(Recorded information)
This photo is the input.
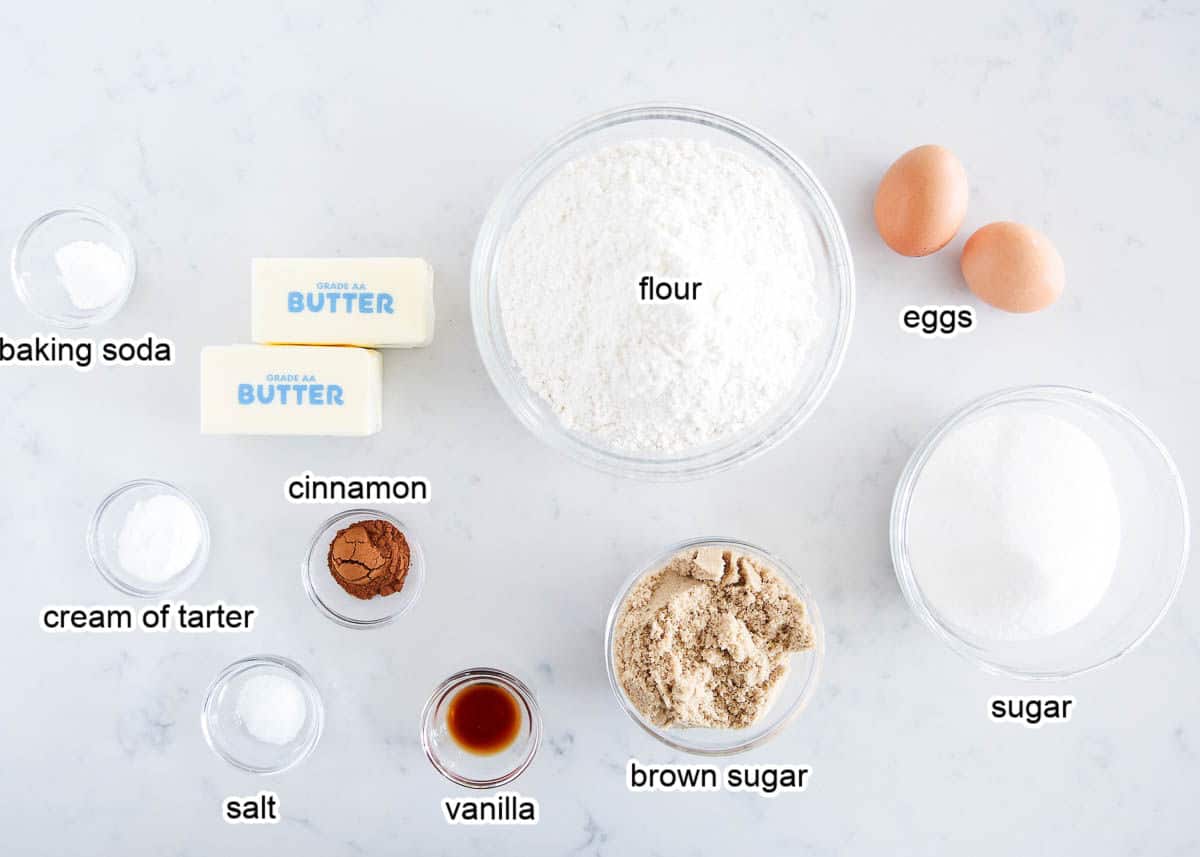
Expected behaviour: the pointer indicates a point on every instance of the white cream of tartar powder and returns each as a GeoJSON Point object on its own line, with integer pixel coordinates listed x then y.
{"type": "Point", "coordinates": [669, 375]}
{"type": "Point", "coordinates": [1014, 526]}
{"type": "Point", "coordinates": [159, 538]}
{"type": "Point", "coordinates": [93, 274]}
{"type": "Point", "coordinates": [271, 708]}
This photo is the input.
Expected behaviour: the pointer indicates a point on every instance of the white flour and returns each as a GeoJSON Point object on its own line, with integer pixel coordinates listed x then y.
{"type": "Point", "coordinates": [667, 376]}
{"type": "Point", "coordinates": [1015, 527]}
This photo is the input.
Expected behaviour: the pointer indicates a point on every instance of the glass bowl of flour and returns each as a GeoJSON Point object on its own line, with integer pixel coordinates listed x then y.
{"type": "Point", "coordinates": [1042, 532]}
{"type": "Point", "coordinates": [663, 293]}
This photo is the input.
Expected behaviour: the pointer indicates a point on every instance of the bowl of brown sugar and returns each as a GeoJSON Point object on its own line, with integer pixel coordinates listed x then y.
{"type": "Point", "coordinates": [364, 568]}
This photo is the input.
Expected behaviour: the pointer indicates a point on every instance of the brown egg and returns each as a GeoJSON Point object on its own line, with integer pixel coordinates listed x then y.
{"type": "Point", "coordinates": [922, 201]}
{"type": "Point", "coordinates": [1013, 267]}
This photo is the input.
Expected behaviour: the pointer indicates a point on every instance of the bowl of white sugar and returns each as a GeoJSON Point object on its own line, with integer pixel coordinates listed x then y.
{"type": "Point", "coordinates": [663, 293]}
{"type": "Point", "coordinates": [1041, 532]}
(End Recorded information)
- _Task to carry out_: Images in the data above are to be skipped. Retype all other material exactly.

- _Output for this exercise_:
This photo is the input.
Expected behaviour: the pointer indicates a point on every instance of the white cream of tartar powder and returns each as a GeoJSON Point object on its own line, with integer pixel coordinates listed x then y.
{"type": "Point", "coordinates": [669, 375]}
{"type": "Point", "coordinates": [1014, 526]}
{"type": "Point", "coordinates": [159, 538]}
{"type": "Point", "coordinates": [93, 274]}
{"type": "Point", "coordinates": [271, 708]}
This photo is the input.
Expected behaviour: the pointer indicates a point on every instance of the white flour and returns each as a GeoJSON Point object on its own line, with integer pixel coordinates listed x then y.
{"type": "Point", "coordinates": [667, 376]}
{"type": "Point", "coordinates": [1015, 527]}
This photo is the input.
Expected behaviour: the pointer indicates a point on every instance of the glass bowl of flour and returns each as a GeoJSON Point object on its own line, with integer pixel coordinates listed x then y.
{"type": "Point", "coordinates": [1042, 532]}
{"type": "Point", "coordinates": [663, 293]}
This photo is the input.
Expected behaviour: the pointer indicates a point on every instance of the bowl of brown sugar and returns each as a GeoJSON Point object on its own line, with integer pixel coordinates listed x then y.
{"type": "Point", "coordinates": [364, 568]}
This photo is the input.
Expected behaviour: the pointer indicates a point on every instance of the brown egg and returns each as a GeoJSON Point object on its own line, with integer pixel coordinates listed x then y.
{"type": "Point", "coordinates": [922, 201]}
{"type": "Point", "coordinates": [1013, 267]}
This photo is the input.
Expected behaviour: the pointer indicates a point on every instance of the bowl of white sugar and returns each as a GeoJSON Point object on its own line, with integer pixel coordinates listed x then y.
{"type": "Point", "coordinates": [663, 293]}
{"type": "Point", "coordinates": [1041, 532]}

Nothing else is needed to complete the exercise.